** Problem description **
Copy out every line holding the string "green" from the records below.

Referring expression pointing data
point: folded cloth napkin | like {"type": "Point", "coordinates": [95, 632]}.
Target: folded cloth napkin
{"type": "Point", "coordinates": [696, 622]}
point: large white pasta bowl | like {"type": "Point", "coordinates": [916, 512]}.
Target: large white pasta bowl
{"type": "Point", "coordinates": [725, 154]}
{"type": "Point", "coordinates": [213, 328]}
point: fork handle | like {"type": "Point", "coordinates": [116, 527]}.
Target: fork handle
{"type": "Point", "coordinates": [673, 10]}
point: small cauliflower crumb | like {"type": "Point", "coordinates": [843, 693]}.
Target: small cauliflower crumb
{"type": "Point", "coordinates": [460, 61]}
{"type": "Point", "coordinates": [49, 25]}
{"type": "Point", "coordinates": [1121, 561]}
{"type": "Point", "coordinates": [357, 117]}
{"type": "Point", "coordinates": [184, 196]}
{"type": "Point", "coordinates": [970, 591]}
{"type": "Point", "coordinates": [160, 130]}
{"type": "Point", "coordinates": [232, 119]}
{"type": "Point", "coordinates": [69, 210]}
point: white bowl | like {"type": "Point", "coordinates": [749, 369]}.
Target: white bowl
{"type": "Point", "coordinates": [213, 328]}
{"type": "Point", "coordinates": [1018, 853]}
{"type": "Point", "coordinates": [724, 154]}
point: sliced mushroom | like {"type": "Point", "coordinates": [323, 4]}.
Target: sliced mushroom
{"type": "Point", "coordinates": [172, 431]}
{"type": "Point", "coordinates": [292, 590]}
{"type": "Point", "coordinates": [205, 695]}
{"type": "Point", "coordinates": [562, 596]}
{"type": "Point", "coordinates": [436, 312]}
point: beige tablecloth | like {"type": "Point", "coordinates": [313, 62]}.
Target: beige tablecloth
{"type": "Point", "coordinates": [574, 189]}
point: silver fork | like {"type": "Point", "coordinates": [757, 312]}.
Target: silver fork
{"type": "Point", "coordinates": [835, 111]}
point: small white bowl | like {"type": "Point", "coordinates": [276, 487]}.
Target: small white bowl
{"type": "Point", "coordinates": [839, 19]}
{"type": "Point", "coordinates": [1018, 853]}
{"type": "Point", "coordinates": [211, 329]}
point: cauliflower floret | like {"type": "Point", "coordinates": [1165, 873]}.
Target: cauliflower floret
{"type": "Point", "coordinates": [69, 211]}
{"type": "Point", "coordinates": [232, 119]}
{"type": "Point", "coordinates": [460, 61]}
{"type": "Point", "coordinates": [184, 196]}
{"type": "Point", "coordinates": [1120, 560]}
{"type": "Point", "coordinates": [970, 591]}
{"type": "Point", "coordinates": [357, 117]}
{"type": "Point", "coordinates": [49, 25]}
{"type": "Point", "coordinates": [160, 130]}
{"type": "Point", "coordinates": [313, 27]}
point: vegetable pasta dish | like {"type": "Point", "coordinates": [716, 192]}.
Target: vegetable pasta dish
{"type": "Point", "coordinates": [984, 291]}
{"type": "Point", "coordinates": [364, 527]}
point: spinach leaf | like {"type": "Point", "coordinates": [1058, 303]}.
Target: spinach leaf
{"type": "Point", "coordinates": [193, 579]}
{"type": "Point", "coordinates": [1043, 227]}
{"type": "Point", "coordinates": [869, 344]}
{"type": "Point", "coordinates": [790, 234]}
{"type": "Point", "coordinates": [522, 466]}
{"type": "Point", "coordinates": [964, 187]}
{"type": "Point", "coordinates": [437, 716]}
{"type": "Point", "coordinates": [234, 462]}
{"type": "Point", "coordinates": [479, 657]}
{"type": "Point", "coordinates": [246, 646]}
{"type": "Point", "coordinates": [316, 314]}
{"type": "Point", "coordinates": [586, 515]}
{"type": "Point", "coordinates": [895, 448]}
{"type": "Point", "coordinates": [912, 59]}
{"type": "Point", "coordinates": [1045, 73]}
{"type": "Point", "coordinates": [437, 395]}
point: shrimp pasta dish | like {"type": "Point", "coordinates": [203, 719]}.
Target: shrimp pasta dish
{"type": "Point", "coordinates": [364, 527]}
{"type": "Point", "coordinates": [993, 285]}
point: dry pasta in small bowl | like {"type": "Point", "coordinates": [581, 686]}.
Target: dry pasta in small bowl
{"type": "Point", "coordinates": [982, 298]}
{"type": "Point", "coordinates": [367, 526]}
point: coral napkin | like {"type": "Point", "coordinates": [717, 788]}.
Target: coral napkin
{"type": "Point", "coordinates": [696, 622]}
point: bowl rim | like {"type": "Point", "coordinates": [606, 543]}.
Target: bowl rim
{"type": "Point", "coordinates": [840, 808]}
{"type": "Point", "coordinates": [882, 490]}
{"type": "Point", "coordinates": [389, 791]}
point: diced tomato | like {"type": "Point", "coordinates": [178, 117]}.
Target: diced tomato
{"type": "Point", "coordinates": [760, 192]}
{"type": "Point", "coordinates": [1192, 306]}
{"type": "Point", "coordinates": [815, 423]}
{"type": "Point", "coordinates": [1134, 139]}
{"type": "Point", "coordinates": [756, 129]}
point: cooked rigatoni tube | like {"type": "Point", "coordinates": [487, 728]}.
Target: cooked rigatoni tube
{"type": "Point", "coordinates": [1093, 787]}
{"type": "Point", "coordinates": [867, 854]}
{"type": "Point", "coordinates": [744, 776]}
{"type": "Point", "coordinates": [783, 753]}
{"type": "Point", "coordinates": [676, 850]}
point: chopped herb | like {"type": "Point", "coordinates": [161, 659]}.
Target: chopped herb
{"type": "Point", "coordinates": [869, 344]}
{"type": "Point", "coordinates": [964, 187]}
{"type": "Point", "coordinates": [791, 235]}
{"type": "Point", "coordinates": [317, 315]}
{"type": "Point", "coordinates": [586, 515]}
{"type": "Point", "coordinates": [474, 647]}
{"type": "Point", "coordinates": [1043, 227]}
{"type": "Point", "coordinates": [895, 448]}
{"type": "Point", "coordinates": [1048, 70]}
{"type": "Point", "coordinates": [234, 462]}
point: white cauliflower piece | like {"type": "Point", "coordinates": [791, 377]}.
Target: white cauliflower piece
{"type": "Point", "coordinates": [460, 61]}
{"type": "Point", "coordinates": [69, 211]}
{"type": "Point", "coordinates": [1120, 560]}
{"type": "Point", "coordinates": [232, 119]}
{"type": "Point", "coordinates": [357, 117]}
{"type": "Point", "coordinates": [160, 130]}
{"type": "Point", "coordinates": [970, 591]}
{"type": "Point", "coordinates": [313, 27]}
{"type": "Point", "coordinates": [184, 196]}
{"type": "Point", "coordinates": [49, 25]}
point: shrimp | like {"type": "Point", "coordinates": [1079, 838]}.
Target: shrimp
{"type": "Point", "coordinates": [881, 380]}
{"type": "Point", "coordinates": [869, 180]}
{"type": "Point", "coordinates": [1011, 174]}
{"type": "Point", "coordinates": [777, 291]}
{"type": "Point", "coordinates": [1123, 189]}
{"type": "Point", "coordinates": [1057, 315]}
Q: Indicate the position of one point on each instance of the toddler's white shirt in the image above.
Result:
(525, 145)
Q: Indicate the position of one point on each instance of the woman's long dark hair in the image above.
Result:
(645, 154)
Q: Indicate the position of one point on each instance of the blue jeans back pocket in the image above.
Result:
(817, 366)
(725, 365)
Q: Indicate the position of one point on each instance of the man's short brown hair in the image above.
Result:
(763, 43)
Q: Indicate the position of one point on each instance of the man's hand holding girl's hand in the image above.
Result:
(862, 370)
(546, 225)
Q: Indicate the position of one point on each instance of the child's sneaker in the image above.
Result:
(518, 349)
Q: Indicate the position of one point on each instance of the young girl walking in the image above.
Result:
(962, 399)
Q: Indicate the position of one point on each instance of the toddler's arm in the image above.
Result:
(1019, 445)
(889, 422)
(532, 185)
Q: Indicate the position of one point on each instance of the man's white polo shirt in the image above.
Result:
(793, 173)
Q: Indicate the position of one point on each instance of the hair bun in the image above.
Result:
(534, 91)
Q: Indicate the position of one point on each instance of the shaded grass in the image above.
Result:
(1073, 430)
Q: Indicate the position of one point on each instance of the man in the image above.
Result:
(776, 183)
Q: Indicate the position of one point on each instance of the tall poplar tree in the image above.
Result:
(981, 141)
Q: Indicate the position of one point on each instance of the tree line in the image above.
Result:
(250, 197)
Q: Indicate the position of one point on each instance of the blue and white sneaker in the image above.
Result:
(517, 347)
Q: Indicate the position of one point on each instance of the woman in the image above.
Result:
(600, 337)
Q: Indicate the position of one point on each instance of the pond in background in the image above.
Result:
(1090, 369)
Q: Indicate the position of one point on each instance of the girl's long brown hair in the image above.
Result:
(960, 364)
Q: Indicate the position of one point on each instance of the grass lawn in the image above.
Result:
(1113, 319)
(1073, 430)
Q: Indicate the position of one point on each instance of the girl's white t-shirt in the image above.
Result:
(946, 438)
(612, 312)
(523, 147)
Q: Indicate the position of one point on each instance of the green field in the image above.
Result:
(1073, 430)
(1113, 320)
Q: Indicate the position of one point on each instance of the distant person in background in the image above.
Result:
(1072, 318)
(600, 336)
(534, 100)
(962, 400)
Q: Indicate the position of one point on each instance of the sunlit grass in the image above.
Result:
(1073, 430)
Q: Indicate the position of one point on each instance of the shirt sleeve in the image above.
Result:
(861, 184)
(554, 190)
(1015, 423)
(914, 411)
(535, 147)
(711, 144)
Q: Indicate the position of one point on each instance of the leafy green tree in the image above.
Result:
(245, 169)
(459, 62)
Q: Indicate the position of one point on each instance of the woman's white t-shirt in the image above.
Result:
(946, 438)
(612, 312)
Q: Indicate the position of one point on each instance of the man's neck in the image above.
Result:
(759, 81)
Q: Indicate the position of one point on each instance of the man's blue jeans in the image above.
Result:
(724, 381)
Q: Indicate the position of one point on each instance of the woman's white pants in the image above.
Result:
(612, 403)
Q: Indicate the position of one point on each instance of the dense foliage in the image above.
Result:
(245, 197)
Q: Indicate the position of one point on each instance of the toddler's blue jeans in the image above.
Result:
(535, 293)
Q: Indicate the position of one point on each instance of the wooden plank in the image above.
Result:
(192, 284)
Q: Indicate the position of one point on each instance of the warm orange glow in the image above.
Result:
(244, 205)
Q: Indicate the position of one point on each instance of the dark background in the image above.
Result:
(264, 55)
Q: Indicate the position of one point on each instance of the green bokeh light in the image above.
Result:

** Solution to this exercise **
Q: Indicate the position of one point on each instance of the green field in the image above.
Q: Indicate the position of one point on each instance of the leafy green tree in the image above.
Q: Indicate the position of one point on each instance of the green bokeh light in the image above.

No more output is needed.